◆ **Exercise description**:
Produce a verbatim copy of the data below that contains no pictures.

Referring expression pointing data:
=== Section Start ===

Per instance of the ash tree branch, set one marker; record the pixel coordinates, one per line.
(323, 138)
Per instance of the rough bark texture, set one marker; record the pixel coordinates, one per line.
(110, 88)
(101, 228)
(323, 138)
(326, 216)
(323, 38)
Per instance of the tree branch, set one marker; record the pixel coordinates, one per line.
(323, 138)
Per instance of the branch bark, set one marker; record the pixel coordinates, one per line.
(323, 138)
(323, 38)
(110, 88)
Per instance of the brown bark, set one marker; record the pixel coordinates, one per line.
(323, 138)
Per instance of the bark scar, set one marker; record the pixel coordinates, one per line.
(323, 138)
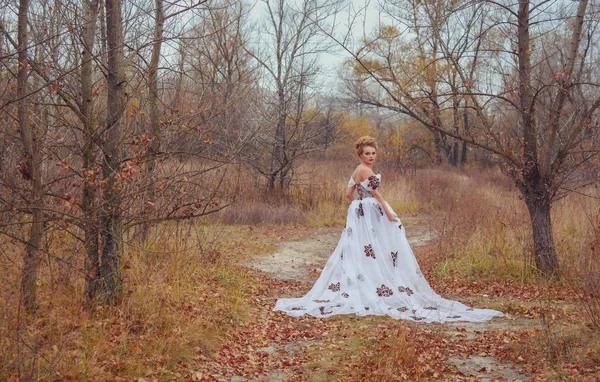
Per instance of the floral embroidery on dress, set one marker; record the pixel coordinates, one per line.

=== Section End ===

◆ **Response area**:
Per instance of the ash tree branch, set one marker; record the pixel coordinates, one per line.
(323, 138)
Per instance of the rough bark texture, set one marker; record the pixel coordinates, one per line.
(110, 88)
(101, 228)
(323, 138)
(326, 216)
(323, 38)
Per instance of the tree branch, set one marker; record the pixel coordinates, one per line.
(323, 138)
Per instance of the branch bark, set one marker; record the pixel coordinates, one per line.
(323, 138)
(323, 38)
(110, 88)
Per instance of the brown bark, set one marker; record the pixel coordinates, one per line.
(323, 138)
Per instance of the bark scar, set one marker; record the pixel coordinates, one per line.
(323, 138)
Per instance of the floral embroidery on dress, set one marker; record the pixel coordinates, one per line.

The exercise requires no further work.